▶ **RECORDS FOR PROCESSING**
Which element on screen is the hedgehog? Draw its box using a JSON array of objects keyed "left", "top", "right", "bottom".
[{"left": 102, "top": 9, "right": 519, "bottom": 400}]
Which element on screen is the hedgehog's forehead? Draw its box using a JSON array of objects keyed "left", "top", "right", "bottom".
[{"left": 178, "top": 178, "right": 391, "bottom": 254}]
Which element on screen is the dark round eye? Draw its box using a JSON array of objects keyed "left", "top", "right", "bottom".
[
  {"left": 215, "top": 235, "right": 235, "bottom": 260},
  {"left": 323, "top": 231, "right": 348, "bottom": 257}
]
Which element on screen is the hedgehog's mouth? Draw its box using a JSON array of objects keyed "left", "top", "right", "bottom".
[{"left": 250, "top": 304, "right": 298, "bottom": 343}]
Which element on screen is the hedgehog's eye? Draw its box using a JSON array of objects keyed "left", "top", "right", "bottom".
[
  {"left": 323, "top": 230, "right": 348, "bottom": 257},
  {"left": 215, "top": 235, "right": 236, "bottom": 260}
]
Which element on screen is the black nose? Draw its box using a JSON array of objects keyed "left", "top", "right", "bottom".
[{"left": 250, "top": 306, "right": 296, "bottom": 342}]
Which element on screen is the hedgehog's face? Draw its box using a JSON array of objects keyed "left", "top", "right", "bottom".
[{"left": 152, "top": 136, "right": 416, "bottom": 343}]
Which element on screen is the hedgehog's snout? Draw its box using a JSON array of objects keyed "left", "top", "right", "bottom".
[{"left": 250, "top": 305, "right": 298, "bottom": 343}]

▶ **SHORT TASK**
Copy out the whole listing exactly.

▶ **EXERCISE OUTPUT**
Which element on screen is the hedgehog? Draw its box using a JSON array of objects keyed "left", "top", "right", "bottom".
[{"left": 102, "top": 9, "right": 519, "bottom": 400}]
Which element on screen is the hedgehog's forehead? Draw its box using a JSON array of objects keyed "left", "top", "right", "bottom".
[{"left": 178, "top": 178, "right": 391, "bottom": 254}]
Which element on screen is the dark round eye? Draw its box using a JSON array of objects keyed "left", "top", "right", "bottom".
[
  {"left": 215, "top": 235, "right": 235, "bottom": 260},
  {"left": 323, "top": 231, "right": 348, "bottom": 257}
]
Which element on screen is the hedgehog's mouth? Draw its box using a JSON array of objects keyed "left", "top", "right", "bottom".
[{"left": 250, "top": 304, "right": 298, "bottom": 343}]
Which element on screen is the hedgehog's eye? Draw its box using a JSON array of objects keyed "left", "top", "right", "bottom".
[
  {"left": 323, "top": 230, "right": 348, "bottom": 257},
  {"left": 215, "top": 235, "right": 236, "bottom": 260}
]
Which element on screen is the black nose? Draw its box using a JSON array of objects keyed "left", "top", "right", "bottom".
[{"left": 250, "top": 306, "right": 296, "bottom": 342}]
Which element on screen is the hedgehog's face? Draw its box using a JSON array of objects keyed "left", "top", "right", "bottom".
[{"left": 152, "top": 136, "right": 416, "bottom": 343}]
Which element on screen is the hedgehog's snout? Draw its box using a JSON array of objects keyed "left", "top", "right", "bottom".
[{"left": 250, "top": 305, "right": 298, "bottom": 343}]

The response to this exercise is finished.